Exercise instructions:
Report every line of the material below that contains the string "pole", copying each such line in full.

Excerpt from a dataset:
____________________

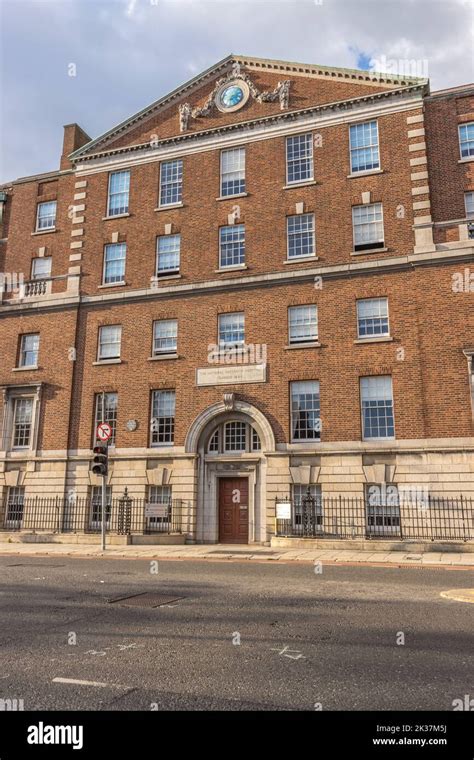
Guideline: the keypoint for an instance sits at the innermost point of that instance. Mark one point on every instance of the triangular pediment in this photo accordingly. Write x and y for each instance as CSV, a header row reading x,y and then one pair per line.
x,y
240,89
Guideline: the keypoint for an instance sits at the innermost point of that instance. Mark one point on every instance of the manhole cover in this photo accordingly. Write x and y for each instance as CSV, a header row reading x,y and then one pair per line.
x,y
459,595
146,599
249,553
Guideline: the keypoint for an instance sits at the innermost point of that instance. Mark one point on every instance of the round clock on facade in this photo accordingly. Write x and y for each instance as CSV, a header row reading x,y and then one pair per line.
x,y
232,96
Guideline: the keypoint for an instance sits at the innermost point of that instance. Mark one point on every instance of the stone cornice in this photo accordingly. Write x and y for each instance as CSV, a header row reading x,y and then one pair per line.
x,y
272,279
335,109
274,66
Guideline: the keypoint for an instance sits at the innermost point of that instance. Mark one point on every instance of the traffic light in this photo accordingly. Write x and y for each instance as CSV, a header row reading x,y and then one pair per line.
x,y
100,461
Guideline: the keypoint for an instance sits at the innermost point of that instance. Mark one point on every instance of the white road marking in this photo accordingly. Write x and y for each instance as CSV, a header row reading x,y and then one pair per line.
x,y
78,682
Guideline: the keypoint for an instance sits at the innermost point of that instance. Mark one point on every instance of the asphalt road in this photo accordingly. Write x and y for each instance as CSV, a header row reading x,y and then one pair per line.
x,y
305,637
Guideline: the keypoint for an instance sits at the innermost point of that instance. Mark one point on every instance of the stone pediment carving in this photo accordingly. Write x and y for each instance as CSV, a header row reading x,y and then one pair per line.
x,y
235,77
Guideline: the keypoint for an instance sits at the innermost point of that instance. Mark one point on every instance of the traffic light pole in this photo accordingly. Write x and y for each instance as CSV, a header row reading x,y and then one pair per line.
x,y
104,501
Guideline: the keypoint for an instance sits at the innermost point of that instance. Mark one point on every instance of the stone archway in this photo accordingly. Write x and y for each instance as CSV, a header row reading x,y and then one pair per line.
x,y
211,469
229,405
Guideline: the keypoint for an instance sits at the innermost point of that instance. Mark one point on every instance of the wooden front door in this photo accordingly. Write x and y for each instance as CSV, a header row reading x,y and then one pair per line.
x,y
233,510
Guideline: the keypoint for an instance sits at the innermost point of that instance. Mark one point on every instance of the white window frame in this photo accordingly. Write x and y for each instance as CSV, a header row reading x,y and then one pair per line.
x,y
122,258
312,232
16,401
292,310
311,159
40,260
385,399
386,316
49,226
172,270
14,505
95,505
469,212
377,244
238,244
103,331
23,351
223,345
110,414
155,418
110,195
356,149
10,395
470,156
253,442
298,492
178,183
317,408
173,335
240,171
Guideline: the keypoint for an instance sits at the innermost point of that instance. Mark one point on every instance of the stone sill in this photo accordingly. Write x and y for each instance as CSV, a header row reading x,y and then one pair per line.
x,y
306,183
375,339
170,206
112,284
299,259
235,268
369,251
310,344
162,357
231,197
45,232
157,280
367,173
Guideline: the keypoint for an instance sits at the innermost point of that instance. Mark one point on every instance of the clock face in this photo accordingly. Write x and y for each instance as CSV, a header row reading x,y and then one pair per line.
x,y
232,96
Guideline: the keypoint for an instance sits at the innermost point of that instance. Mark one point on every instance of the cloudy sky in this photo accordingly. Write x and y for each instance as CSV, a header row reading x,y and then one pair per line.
x,y
128,53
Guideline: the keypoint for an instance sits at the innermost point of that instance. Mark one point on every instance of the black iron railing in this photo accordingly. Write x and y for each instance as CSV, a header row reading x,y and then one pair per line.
x,y
124,515
432,518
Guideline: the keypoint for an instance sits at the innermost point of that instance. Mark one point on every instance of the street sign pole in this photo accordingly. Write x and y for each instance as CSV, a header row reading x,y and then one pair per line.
x,y
104,485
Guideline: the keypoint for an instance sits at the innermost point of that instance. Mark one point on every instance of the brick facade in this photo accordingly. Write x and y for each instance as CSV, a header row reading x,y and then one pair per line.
x,y
425,270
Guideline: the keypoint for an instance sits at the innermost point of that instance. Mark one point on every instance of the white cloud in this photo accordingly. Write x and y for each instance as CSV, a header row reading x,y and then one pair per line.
x,y
130,52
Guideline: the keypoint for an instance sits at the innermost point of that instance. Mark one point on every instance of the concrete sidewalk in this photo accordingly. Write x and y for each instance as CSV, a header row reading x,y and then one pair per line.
x,y
229,552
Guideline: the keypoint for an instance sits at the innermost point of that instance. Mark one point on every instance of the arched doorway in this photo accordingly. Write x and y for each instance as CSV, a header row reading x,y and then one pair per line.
x,y
231,439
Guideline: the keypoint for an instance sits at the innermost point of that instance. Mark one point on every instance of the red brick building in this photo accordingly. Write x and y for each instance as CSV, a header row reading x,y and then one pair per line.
x,y
269,274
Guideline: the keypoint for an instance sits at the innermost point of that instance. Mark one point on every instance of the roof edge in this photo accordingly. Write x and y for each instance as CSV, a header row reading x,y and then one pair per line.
x,y
244,60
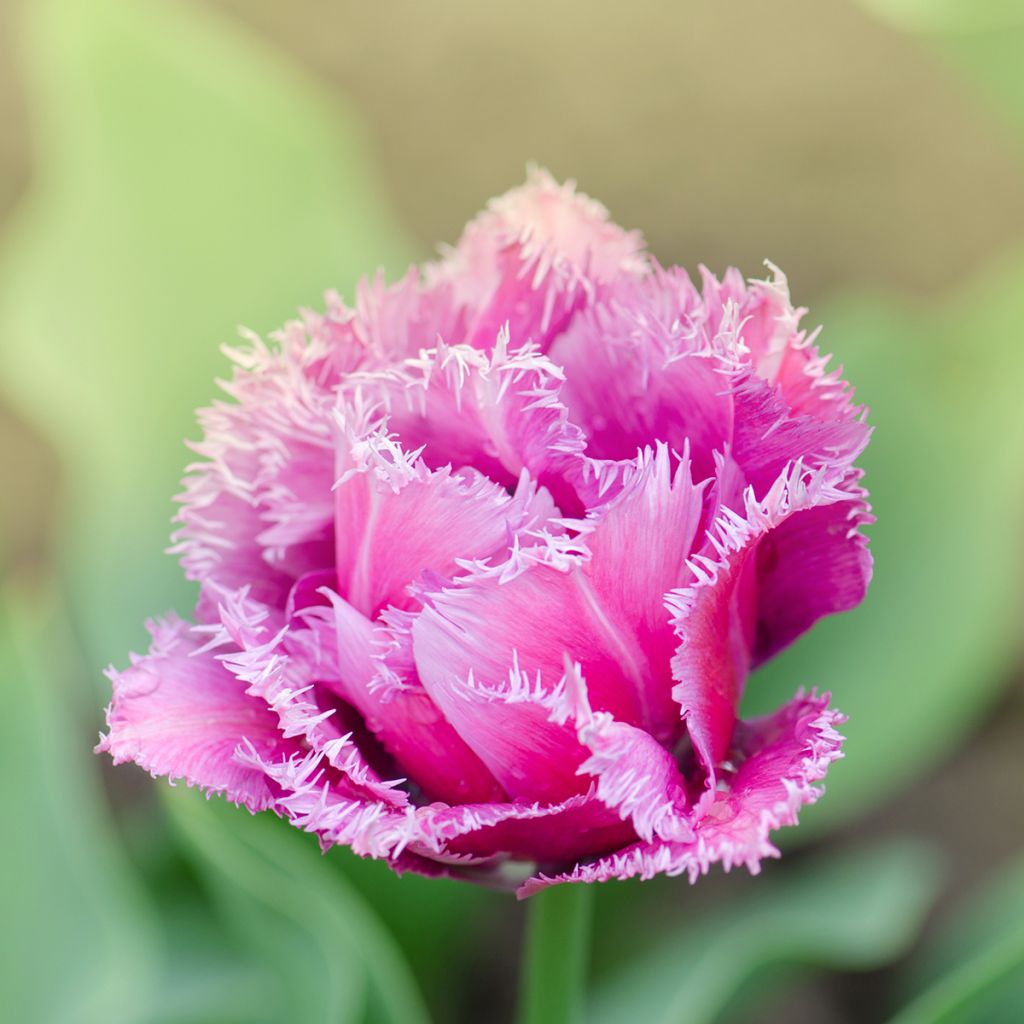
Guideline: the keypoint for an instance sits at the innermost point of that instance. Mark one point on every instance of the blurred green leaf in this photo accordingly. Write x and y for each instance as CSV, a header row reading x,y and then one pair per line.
x,y
947,15
80,941
921,660
851,911
186,178
974,972
311,925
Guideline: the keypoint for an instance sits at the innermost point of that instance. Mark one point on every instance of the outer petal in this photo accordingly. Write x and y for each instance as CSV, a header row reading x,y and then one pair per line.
x,y
716,615
786,404
607,608
535,256
778,760
257,509
177,712
815,563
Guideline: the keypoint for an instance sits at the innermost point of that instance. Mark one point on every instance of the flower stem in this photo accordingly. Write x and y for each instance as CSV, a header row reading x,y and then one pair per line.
x,y
556,949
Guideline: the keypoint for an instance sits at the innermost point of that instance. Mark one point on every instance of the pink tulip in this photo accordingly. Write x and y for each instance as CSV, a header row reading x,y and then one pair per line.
x,y
485,562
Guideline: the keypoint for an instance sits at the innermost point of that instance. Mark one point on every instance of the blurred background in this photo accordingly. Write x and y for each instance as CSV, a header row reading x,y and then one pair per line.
x,y
169,170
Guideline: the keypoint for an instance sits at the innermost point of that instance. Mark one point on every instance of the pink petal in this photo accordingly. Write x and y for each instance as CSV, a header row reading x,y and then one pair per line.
x,y
605,599
716,615
813,564
778,760
786,404
639,366
406,721
535,256
177,712
395,519
499,413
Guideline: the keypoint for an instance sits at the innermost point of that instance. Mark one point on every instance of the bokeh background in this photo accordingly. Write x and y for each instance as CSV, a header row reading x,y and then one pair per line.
x,y
172,168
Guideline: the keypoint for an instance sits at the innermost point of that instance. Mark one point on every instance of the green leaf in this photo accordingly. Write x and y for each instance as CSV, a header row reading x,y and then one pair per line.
x,y
851,911
925,655
308,922
975,969
81,943
186,179
945,16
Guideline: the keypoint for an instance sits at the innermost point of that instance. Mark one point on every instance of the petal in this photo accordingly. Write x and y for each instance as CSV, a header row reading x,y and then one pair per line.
x,y
813,564
579,826
640,368
406,721
786,404
283,666
177,712
716,615
599,605
395,519
778,761
256,511
535,256
498,413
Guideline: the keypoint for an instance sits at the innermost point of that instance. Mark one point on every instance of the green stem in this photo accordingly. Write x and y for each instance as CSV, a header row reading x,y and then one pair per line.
x,y
556,949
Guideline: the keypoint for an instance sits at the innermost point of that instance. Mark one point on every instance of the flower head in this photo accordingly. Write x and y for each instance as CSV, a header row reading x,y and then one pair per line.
x,y
485,561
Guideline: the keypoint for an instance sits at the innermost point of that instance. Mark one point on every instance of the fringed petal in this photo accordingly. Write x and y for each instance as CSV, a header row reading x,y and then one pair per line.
x,y
815,563
786,404
715,616
777,760
177,712
497,412
604,594
406,721
536,256
641,365
395,519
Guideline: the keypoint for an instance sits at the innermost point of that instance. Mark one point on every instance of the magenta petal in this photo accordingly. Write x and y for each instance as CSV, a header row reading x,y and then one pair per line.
x,y
640,365
506,723
497,412
177,712
815,563
579,826
406,721
395,519
778,761
606,598
716,615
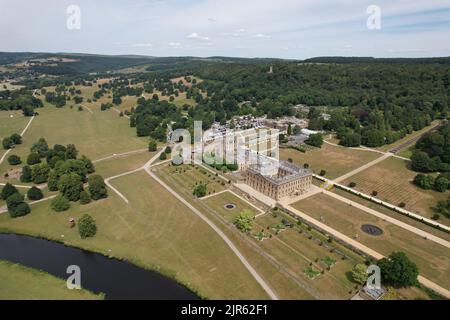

____________________

Full solution:
Guideline: the keypoint for an instance sits at the innermost point of that instance. Mark one point on every instance of the traffic light pole in this photo accordingly. Write x and y for each instance as CSV, a header row reading x,y and then one pair per line.
Guideline: the keypoint for an instance sits at the innermost point of that instance. Mark one point on every instance of the street sign pole in this photo accordingly. Write x and y for each instance as CSV, a header row reading x,y and then one pair per line.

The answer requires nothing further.